- What needs to be done -
Transcribe the rows below word for word, keeping every line as it appears.

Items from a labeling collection

------

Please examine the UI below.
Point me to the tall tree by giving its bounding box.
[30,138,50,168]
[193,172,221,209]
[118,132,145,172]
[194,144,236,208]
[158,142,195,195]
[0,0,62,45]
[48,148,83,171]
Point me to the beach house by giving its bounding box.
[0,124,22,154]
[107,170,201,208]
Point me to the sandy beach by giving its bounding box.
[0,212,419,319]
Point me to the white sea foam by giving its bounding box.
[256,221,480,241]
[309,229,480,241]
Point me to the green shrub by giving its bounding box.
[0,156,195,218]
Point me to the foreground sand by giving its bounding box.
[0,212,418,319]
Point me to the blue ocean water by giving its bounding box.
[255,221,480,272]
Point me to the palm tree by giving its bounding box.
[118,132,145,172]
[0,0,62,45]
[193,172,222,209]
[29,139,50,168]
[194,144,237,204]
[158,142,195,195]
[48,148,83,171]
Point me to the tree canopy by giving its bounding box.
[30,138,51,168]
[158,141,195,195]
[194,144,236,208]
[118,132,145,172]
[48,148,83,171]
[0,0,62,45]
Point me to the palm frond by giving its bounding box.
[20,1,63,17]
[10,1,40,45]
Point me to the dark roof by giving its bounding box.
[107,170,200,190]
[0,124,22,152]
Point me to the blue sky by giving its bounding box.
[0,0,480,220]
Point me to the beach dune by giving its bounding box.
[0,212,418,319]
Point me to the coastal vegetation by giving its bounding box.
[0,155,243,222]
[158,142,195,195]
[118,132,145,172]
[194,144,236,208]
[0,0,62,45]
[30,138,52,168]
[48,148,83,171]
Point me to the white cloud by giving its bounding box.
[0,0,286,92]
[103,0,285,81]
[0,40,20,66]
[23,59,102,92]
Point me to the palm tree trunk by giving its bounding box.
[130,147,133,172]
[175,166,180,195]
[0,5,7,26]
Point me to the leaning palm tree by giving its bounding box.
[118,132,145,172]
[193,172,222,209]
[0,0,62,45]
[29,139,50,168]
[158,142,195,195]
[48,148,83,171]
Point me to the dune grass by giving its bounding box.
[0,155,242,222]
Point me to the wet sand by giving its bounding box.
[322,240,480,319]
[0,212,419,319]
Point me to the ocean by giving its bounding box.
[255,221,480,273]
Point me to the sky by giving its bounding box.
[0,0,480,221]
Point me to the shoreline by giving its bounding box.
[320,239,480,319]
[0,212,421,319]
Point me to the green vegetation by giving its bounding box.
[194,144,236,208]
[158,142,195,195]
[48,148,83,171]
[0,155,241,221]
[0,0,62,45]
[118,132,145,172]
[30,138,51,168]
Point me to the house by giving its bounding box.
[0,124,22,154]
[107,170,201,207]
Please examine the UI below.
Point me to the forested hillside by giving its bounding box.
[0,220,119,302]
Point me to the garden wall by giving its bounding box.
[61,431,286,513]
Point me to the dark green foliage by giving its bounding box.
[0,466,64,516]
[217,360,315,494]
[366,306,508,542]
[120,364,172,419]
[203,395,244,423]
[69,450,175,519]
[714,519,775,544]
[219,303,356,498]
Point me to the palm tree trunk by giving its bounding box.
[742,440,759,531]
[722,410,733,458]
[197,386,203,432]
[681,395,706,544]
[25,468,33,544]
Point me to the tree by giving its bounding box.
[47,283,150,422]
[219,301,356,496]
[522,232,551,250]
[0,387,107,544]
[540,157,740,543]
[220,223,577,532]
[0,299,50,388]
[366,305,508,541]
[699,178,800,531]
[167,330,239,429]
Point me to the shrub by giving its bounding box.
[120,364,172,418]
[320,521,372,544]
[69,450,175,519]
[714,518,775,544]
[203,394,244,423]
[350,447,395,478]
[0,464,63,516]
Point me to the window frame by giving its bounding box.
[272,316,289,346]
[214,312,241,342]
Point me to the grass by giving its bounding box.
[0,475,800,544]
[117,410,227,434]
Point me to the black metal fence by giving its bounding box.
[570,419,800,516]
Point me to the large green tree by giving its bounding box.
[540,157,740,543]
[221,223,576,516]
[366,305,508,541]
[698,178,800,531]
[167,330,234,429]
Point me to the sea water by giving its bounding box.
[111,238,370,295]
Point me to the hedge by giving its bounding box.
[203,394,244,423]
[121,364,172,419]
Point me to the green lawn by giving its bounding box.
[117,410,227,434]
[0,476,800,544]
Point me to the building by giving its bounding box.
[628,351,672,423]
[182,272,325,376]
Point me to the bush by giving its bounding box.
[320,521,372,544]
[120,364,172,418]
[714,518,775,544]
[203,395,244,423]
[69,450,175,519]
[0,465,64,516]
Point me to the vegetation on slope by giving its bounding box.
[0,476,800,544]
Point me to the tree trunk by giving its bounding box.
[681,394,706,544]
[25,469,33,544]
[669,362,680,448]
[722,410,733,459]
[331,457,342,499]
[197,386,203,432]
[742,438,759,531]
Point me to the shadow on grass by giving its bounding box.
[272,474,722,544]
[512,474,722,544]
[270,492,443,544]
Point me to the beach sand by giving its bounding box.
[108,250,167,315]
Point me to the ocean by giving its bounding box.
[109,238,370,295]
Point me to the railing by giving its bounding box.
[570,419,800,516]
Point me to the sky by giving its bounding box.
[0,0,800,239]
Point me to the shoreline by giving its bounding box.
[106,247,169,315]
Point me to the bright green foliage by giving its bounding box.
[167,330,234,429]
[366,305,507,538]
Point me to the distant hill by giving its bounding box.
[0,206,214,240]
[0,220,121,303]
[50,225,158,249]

------

- The output -
Please examine the UI below.
Point me to the tall tree by giving its bounding box.
[30,138,50,168]
[193,172,221,209]
[118,132,145,172]
[194,144,236,208]
[158,142,195,195]
[0,0,62,45]
[48,148,83,171]
Point me to the beach house by giving its bounding box.
[0,124,22,154]
[107,170,201,208]
Point me to the sandy beach by giving its bounding box.
[0,212,419,319]
Point me to the white sea foam by giving its bounding box.
[256,221,480,241]
[309,229,480,241]
Point me to the green shrub by giving its bounding box.
[0,156,195,218]
Point me to the foreground sand by giving its bounding box.
[0,212,418,319]
Point me to the blue ocean water by giving its bounding box.
[255,221,480,272]
Point me to the palm tree by giving its bounding box.
[118,132,145,172]
[0,0,62,45]
[193,172,222,209]
[29,139,50,168]
[194,144,237,204]
[158,142,195,195]
[48,148,83,171]
Point me to the tree canopy by giving its bounding box.
[30,138,51,168]
[158,141,195,195]
[194,144,236,208]
[118,132,145,172]
[48,148,83,171]
[0,0,62,45]
Point me to the palm frond by giving its bounding box.
[20,1,63,17]
[10,1,40,45]
Point me to the dark roof by giving its bounding box.
[107,170,200,190]
[0,124,22,152]
Point me to the blue sky by giving its bounding box.
[0,0,480,220]
Point me to the beach dune by giving its bounding box.
[0,212,418,319]
Point me to the coastal vegetation by giving its bounding box.
[0,155,243,222]
[158,142,195,195]
[118,132,145,172]
[194,144,236,208]
[0,0,62,45]
[30,138,52,168]
[48,148,83,171]
Point me to the white cloud by giving its bounding box.
[0,0,286,92]
[103,0,285,81]
[0,40,20,66]
[23,59,102,92]
Point me to the palm tree trunk by giving its bounding box.
[130,147,133,172]
[175,166,180,195]
[0,5,7,26]
Point me to the leaning palm tree by giving its bounding box.
[118,132,145,172]
[193,172,222,209]
[0,0,62,45]
[29,139,50,168]
[158,142,195,195]
[48,148,83,171]
Point me to the dune grass by giving its bounding box.
[0,155,242,222]
Point me to the wet sand by giving its bounding box.
[322,240,480,319]
[0,212,419,319]
Point me to the ocean by giving its bounding box.
[255,221,480,273]
Point me to the sky by giving its bounding box.
[0,0,480,221]
Point me to the shoreline by giving its bounding box.
[320,239,480,319]
[0,212,421,319]
Point me to the green vegetation by giving its bounding box.
[194,144,236,208]
[158,142,195,195]
[48,148,83,171]
[0,155,241,221]
[0,0,62,45]
[118,132,145,172]
[30,138,51,168]
Point me to the house by giving its bounding box.
[0,124,22,154]
[107,170,201,207]
Please examine the UI below.
Point me to the forested hillside by giving its bounding box.
[0,220,119,302]
Point me to the garden wall by giving its bounding box.
[61,431,286,513]
Point me to the dark green foliage by giving its bounding box.
[0,466,64,516]
[217,360,315,494]
[366,306,508,542]
[120,364,172,419]
[203,395,244,423]
[69,450,175,519]
[714,519,775,544]
[219,303,356,498]
Point me to the palm tree trunk by giving its bounding box.
[742,440,759,531]
[722,410,733,458]
[197,386,203,432]
[681,395,706,544]
[25,468,33,544]
Point me to the tree by giving its bounding box.
[47,283,150,422]
[219,301,356,496]
[522,232,551,250]
[0,387,107,544]
[540,157,740,543]
[220,223,577,532]
[0,299,50,388]
[366,305,508,541]
[699,178,800,531]
[167,330,239,429]
Point me to the shrub by giving its bounding box.
[120,364,172,418]
[320,521,372,544]
[69,450,175,519]
[714,518,775,544]
[203,394,244,423]
[350,447,395,478]
[0,464,63,516]
Point me to the window frame by giving its bounding box.
[272,316,289,346]
[214,312,241,342]
Point me to the grass by giving its bounding box.
[0,475,800,544]
[117,410,227,434]
Point me to the black metal fence by giving its bounding box.
[570,419,800,516]
Point me to the large green tree by giving its bounding box.
[540,157,740,543]
[221,223,576,516]
[366,305,508,541]
[698,178,800,531]
[167,330,234,429]
Point me to the sea water by giving its bounding box.
[111,238,370,295]
Point me to the hedge by giving its bounding box.
[203,394,244,423]
[121,364,172,419]
Point me to the green lawn by giving its bounding box.
[117,410,227,434]
[0,476,800,544]
Point me to the building by giving its bounding box.
[628,351,672,423]
[182,272,325,376]
Point me to the bush by giving its bounding box.
[320,521,372,544]
[120,364,172,418]
[714,518,775,544]
[203,395,244,423]
[69,450,175,519]
[0,465,64,516]
Point me to the vegetation on slope by giving its bounding box.
[0,476,800,544]
Point me to the tree trunk by giving its bounding box.
[681,394,706,544]
[25,469,33,544]
[669,362,680,448]
[722,410,733,459]
[331,457,342,499]
[197,386,203,432]
[742,438,759,531]
Point me to the shadow on grass by giving its bounding box.
[272,474,722,544]
[512,474,722,544]
[270,492,443,544]
Point me to the beach sand by giving its bounding box.
[108,250,167,315]
Point me to the ocean by giving its bounding box.
[109,238,370,295]
Point me to the railing by giving its bounding box.
[570,419,800,516]
Point me to the sky by giving its bounding box.
[0,0,800,239]
Point me to the shoreline by giving its bounding box.
[106,247,169,315]
Point me to the bright green foliage by giving its bounding box.
[167,330,234,429]
[366,305,507,538]
Point me to the distant hill by giving its bounding box.
[0,206,214,240]
[0,220,121,303]
[50,225,158,249]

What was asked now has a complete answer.